Dataset entries:
- - - - - - -
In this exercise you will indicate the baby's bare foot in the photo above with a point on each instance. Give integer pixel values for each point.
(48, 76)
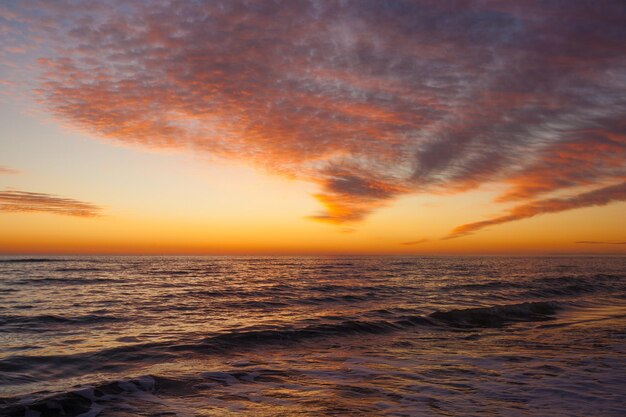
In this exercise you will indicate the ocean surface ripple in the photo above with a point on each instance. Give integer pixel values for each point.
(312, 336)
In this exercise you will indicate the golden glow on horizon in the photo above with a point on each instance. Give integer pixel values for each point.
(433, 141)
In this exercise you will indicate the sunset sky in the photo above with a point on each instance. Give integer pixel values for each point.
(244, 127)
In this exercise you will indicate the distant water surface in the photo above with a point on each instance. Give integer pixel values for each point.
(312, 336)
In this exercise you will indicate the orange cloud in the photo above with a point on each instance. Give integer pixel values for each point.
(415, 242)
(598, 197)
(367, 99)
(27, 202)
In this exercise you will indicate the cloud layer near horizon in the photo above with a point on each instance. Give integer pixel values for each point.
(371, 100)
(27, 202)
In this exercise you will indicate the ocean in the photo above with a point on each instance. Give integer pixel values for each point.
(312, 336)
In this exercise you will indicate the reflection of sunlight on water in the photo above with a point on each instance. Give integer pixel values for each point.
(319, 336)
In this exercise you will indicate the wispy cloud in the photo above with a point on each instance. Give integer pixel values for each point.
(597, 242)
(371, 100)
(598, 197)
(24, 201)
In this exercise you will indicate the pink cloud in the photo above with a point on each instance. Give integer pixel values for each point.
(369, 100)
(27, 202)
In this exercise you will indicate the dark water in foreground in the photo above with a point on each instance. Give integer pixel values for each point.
- - - - - - -
= Task item =
Every line of the data should be transcribed exactly. Omit the images.

= Result for this task =
In this exercise you will indicate the baby's bare foot in the photo above with a point on each instance. Give integer pixel values for each point.
(48, 76)
In this exercise you will indicate the ocean surface ripple in the photo above with a point on each instance. Give integer pixel values for each point.
(312, 336)
In this exercise you will indicate the golden glow on horizon in the photo above with a point on each instance. Give integer pixel values for each point.
(433, 141)
In this exercise you will indicate the sunset sky in the photo above with a point on each instance. Give integer pixel values for each point.
(244, 127)
In this exercise you will indicate the distant water surface in the photo above with a point on each instance. Give integer pixel values for each point.
(312, 336)
In this exercise you will indicate the orange cloud in the photo above with a point on each instance. Give integer pixel values for each point.
(415, 242)
(598, 197)
(367, 99)
(27, 202)
In this exercise you will indicate the cloud layer near horizon in the photo above with a point on each instance. Give integer pixel values for each point.
(371, 100)
(27, 202)
In this exercise you will indicate the ocean in the photo above with a point on each instance. Give integer pixel values for each point.
(312, 336)
In this exercise you will indicate the reflection of sunlight on water in the photo above with a point on each instance. Give integer pixel values for each point.
(319, 336)
In this exercise you will indicate the wispy cloud in the photo above with a point on each instance. Give integer pixel values for each point.
(597, 242)
(371, 100)
(598, 197)
(24, 201)
In this exercise you will indicate the pink cloud in the photo above with a point on each instance. Give integer pixel values for each point.
(369, 100)
(27, 202)
In this exercise you will indicate the dark water in foreground in the photo above with a point on each instance. Give integer pixel values for each point.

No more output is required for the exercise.